What to produce: Pull out every line of the material below that contains the word "bicycle", matching case exactly.

Saved dataset items
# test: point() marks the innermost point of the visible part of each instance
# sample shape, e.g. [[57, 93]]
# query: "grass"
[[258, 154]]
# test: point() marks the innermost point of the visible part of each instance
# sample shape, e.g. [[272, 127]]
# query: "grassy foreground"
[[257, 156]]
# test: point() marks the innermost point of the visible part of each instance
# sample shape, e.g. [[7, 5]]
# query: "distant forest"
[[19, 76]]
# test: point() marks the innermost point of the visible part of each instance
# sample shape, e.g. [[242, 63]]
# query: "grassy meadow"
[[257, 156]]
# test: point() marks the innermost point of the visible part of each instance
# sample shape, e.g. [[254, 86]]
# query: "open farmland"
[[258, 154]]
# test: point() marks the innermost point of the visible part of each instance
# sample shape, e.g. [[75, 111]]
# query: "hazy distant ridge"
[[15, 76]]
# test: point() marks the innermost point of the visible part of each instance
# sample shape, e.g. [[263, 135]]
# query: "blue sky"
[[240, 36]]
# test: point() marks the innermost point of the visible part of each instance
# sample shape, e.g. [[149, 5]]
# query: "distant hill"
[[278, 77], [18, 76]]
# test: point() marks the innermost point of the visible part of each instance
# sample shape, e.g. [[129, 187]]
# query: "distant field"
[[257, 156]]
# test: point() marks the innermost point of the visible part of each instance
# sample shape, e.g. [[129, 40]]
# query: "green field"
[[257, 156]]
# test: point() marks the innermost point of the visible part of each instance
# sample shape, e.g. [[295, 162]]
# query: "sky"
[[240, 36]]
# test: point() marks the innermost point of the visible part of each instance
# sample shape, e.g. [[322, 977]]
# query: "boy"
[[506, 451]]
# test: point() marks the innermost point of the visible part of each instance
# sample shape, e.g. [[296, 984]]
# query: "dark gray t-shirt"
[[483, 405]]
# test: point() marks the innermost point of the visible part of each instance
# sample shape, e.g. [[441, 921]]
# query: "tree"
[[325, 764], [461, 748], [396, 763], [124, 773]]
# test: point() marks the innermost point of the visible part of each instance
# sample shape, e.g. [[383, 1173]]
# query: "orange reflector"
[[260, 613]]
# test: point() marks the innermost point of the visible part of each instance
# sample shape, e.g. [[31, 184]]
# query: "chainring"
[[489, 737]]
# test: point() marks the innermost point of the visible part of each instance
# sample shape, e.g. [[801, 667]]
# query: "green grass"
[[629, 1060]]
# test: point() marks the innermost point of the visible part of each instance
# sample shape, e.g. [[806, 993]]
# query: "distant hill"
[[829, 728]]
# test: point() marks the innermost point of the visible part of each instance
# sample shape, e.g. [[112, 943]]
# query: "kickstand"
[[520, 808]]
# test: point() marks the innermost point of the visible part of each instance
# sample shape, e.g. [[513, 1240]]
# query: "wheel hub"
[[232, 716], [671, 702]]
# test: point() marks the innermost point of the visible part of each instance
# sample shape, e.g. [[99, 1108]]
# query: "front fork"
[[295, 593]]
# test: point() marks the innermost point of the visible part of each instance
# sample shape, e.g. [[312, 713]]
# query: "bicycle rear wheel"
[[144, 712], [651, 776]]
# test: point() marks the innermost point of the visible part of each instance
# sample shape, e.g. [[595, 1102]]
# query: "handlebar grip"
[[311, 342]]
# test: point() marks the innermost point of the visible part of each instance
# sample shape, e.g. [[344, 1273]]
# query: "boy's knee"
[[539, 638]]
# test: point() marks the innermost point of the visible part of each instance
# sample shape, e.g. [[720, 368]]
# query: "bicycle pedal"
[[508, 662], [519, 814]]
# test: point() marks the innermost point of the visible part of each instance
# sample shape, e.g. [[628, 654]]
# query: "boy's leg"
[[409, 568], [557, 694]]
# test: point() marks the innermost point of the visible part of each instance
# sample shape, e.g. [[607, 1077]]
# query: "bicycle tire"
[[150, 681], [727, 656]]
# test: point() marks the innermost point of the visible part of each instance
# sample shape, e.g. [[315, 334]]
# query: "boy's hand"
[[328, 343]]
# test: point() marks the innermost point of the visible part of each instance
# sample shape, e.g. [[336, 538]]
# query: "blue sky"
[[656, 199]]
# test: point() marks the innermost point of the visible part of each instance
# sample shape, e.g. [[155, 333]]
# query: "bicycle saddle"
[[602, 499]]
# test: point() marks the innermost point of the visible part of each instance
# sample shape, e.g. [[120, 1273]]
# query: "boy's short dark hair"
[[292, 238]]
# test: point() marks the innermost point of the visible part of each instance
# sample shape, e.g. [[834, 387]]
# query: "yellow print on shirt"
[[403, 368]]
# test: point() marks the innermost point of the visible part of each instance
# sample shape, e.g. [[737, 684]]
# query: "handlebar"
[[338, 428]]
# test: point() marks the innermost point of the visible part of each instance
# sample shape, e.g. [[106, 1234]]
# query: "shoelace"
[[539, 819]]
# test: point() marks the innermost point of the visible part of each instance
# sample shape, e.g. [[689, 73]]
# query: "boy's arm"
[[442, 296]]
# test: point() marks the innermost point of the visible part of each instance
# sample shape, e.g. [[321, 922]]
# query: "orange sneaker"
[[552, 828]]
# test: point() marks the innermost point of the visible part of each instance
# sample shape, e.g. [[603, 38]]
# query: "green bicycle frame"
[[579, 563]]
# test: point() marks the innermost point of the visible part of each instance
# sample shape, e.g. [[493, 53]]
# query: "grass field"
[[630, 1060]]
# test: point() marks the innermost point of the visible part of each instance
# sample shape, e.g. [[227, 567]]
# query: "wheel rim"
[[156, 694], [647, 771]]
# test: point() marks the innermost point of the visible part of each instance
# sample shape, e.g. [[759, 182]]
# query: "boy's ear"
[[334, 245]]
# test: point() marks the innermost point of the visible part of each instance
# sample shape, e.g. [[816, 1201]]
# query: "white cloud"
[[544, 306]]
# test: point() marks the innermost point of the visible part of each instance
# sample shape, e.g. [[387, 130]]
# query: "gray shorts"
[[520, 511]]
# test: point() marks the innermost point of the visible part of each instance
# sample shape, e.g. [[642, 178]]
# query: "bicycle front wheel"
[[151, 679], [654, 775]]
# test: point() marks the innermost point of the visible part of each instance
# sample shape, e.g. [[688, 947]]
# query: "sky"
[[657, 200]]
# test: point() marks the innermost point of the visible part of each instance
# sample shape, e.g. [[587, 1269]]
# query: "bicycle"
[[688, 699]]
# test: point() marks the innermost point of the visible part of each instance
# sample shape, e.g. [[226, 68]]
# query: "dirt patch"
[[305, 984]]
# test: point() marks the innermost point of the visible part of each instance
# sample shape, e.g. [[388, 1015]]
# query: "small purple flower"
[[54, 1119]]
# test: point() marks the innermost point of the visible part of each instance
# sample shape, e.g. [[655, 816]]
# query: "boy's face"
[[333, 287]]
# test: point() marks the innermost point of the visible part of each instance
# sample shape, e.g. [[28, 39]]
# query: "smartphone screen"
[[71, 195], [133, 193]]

Result of the exercise:
# query: "bicycle rear wheel"
# query: "bicycle pedal"
# query: "bicycle tire"
# query: "bicycle saddle"
# query: "green bicycle frame"
# query: "bicycle front wheel"
# query: "bicycle"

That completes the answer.